▸ **Given problem**
Return the entries below without changing a single character, starting at the line that contains "I would be grateful for your help with the black and" and ending at the line that contains "point(176, 446)". Include both of those lines and nothing outside them.

Named-object pointing entries:

-----

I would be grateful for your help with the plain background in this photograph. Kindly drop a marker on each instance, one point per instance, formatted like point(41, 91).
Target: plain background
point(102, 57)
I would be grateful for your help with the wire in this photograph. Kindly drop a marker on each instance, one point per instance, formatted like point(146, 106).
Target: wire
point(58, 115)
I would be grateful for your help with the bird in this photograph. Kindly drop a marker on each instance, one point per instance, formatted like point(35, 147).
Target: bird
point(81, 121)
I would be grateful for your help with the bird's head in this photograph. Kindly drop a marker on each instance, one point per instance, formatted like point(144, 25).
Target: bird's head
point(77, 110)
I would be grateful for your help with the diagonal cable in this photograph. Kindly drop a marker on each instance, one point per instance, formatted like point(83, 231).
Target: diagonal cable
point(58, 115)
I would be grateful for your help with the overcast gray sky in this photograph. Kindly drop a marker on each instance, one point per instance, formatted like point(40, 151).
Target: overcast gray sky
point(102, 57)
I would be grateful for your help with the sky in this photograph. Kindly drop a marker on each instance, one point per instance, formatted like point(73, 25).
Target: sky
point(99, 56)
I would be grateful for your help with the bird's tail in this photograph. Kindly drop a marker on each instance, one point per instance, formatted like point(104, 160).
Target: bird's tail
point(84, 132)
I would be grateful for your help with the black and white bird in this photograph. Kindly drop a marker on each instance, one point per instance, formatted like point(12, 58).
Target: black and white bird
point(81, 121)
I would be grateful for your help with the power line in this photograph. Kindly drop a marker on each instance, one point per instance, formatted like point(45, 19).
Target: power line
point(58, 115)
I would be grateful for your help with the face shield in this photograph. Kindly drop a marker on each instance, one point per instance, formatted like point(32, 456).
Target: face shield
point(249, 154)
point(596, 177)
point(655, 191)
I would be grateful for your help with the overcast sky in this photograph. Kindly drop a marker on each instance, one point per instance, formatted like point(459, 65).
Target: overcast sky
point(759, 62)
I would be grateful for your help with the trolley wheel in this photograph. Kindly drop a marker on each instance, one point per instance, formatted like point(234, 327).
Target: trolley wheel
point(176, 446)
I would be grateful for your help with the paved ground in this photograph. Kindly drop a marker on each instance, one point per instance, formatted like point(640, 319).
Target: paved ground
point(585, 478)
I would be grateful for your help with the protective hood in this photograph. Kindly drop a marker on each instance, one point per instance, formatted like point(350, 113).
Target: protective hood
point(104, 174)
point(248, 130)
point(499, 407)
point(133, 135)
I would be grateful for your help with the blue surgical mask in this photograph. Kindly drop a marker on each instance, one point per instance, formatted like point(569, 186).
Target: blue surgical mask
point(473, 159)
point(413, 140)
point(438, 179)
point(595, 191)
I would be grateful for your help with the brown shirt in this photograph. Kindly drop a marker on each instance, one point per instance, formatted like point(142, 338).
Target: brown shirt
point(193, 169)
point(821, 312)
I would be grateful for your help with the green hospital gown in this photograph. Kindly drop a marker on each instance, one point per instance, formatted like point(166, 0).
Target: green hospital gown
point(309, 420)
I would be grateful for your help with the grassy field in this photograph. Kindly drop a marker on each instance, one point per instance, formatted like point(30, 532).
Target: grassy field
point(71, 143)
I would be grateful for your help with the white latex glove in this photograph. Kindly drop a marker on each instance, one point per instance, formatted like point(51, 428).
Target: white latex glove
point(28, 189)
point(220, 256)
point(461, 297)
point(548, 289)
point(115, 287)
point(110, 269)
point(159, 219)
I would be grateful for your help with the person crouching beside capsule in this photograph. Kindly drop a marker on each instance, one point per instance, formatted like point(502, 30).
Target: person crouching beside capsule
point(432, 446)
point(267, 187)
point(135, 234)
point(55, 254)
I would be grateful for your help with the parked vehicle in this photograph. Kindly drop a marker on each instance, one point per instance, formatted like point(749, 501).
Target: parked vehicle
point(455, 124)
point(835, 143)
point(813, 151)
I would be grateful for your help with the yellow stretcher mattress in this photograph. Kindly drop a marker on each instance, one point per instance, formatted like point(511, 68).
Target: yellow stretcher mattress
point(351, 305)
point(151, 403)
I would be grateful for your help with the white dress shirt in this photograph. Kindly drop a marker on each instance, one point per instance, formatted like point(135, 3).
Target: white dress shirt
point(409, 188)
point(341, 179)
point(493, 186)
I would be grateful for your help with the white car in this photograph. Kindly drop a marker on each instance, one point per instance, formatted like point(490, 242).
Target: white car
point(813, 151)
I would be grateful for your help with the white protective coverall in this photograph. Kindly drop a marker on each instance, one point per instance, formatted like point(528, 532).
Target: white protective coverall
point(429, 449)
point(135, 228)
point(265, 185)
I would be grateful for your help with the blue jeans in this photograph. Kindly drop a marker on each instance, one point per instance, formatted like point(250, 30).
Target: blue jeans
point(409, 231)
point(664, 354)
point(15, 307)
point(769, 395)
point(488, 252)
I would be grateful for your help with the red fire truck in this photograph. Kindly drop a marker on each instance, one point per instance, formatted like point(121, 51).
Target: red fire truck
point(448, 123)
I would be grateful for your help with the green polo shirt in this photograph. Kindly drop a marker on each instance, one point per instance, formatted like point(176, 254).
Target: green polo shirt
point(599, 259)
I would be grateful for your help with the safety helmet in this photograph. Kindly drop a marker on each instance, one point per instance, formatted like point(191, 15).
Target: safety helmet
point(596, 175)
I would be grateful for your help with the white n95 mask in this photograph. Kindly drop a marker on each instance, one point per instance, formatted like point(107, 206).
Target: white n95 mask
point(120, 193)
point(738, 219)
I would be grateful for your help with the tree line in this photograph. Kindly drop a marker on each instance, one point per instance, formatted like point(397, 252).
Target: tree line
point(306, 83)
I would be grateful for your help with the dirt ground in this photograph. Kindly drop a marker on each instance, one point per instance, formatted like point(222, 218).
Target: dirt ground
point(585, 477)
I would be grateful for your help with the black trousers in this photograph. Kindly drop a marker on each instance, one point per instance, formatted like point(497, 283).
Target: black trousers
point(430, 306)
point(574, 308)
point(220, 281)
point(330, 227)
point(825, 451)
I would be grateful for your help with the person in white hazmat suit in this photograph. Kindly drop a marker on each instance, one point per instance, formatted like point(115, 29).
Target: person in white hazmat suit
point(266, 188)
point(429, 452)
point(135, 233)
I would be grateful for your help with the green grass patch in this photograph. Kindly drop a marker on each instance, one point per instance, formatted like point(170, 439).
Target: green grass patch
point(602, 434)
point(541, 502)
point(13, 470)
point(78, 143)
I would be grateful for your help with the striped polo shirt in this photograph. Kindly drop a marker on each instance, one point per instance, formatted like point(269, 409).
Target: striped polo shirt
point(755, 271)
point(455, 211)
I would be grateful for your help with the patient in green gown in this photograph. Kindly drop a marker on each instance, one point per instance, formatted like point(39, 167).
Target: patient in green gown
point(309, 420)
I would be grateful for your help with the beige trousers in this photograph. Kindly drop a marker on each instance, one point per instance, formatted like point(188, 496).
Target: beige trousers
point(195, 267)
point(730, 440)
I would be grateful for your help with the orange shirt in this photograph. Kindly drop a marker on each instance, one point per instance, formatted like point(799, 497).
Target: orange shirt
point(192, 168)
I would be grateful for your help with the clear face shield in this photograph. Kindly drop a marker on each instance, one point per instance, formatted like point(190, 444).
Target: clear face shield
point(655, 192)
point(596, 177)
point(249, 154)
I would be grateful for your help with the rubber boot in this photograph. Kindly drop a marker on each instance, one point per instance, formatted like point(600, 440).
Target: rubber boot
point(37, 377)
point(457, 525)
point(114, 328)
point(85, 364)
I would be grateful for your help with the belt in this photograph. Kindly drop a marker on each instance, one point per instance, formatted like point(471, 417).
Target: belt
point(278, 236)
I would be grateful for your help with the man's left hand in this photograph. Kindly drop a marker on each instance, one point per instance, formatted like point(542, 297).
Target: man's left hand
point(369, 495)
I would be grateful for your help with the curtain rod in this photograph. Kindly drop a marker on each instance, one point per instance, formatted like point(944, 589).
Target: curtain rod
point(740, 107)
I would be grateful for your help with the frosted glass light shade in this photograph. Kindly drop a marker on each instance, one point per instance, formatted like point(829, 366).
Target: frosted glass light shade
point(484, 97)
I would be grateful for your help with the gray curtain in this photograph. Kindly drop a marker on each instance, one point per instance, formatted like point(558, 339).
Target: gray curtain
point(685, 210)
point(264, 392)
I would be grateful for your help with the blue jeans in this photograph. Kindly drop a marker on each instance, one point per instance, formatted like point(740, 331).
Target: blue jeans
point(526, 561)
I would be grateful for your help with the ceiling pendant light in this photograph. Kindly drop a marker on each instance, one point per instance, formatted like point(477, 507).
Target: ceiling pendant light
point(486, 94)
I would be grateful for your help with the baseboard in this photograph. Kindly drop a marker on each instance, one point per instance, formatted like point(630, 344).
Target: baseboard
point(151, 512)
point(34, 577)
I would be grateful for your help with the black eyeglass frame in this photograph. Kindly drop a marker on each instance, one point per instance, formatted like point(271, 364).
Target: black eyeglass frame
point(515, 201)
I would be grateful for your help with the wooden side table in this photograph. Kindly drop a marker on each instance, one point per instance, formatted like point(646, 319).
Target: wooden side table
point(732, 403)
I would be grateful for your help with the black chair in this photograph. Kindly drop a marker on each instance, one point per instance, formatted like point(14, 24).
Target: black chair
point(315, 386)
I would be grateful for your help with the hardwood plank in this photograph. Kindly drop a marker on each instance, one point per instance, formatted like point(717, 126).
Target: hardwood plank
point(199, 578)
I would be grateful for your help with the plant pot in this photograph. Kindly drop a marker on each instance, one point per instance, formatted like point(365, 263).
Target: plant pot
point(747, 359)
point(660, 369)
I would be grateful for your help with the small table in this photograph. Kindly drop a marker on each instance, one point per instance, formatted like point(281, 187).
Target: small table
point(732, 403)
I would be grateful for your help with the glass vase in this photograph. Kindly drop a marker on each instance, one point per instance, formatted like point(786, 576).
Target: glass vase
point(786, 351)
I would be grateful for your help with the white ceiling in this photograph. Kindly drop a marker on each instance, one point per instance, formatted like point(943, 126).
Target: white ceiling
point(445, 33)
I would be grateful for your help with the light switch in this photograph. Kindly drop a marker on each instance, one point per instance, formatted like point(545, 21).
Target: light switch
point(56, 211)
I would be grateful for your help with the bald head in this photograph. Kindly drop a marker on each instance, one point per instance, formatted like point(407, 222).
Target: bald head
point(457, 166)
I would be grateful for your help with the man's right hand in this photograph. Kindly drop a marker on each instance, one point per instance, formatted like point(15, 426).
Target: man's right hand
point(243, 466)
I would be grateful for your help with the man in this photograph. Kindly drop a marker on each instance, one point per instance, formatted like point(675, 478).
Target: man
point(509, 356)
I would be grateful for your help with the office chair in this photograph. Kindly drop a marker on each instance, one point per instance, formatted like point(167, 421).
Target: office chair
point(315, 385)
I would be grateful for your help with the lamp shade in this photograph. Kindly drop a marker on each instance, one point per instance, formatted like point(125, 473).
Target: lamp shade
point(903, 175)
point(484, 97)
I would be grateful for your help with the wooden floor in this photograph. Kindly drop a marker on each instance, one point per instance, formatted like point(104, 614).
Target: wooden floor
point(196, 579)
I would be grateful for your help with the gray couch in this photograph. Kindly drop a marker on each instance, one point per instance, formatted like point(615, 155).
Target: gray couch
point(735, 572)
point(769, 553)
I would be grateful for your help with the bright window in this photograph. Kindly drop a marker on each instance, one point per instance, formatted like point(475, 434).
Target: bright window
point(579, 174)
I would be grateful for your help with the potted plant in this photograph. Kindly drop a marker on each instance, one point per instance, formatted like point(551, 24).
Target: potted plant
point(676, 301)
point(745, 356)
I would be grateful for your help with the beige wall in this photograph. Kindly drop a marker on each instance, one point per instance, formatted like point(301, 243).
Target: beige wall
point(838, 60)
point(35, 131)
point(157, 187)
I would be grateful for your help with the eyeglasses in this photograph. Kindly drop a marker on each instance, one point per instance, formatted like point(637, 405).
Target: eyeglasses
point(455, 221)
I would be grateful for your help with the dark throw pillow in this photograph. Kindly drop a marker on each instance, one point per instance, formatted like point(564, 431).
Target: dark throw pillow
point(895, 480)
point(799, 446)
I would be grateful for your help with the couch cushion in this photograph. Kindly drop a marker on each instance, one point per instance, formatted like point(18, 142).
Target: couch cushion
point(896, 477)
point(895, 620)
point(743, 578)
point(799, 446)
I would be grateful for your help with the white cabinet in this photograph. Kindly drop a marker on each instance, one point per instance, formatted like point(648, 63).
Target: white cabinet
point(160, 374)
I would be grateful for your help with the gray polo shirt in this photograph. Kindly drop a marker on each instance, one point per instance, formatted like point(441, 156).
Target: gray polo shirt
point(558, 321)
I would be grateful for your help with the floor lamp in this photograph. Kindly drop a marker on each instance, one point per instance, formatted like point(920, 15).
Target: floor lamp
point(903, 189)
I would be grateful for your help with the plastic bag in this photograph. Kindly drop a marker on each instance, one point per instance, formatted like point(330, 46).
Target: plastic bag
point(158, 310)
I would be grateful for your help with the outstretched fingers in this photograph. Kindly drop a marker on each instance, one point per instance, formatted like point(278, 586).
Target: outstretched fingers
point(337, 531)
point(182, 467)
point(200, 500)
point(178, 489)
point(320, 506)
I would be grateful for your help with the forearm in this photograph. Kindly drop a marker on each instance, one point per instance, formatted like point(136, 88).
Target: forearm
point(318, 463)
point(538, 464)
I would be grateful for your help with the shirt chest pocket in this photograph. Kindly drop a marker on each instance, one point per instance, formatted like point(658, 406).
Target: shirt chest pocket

-----

▸ **Problem solution**
I would be grateful for your help with the black and white bird in this photograph. Kindly drop a marker on each instance, one point per instance, formatted like point(12, 58).
Target: black and white bird
point(81, 121)
I would be grateful for your help with the power line in this photograph. Kindly drop a marker on each instance, one point per instance, formatted like point(45, 19).
Target: power line
point(58, 115)
I would be grateful for your help with the face shield in this photograph. Kindly drop a marker on each instance, one point per instance, formatted like point(32, 456).
Target: face shield
point(249, 154)
point(596, 177)
point(655, 191)
I would be grateful for your help with the overcast sky in this photograph. Kindly drop a marker on each instance, one point per instance, formatted like point(459, 65).
Target: overcast sky
point(759, 62)
I would be grateful for your help with the trolley wheel in this photograph. Kindly drop a marker on each instance, one point per instance, formatted like point(234, 327).
Target: trolley wheel
point(176, 446)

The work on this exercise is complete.